- [What you will do]
Reproduce the listing below line for line, leaving every character unchanged.
— Start of Supplied material —
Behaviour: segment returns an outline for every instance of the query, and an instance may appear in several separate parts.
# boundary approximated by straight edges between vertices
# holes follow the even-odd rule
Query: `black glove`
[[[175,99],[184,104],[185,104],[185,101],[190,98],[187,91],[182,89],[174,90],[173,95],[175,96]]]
— End of Supplied material —
- [Task answer]
Behaviour: segment returns an outline for every instance of the query, and an instance may appear in several separate parts.
# boundary approximated by straight edges between vertices
# holes follow the even-odd rule
Query: `black glove`
[[[175,99],[184,104],[185,104],[185,101],[190,98],[187,91],[182,89],[174,90],[173,95],[175,96]]]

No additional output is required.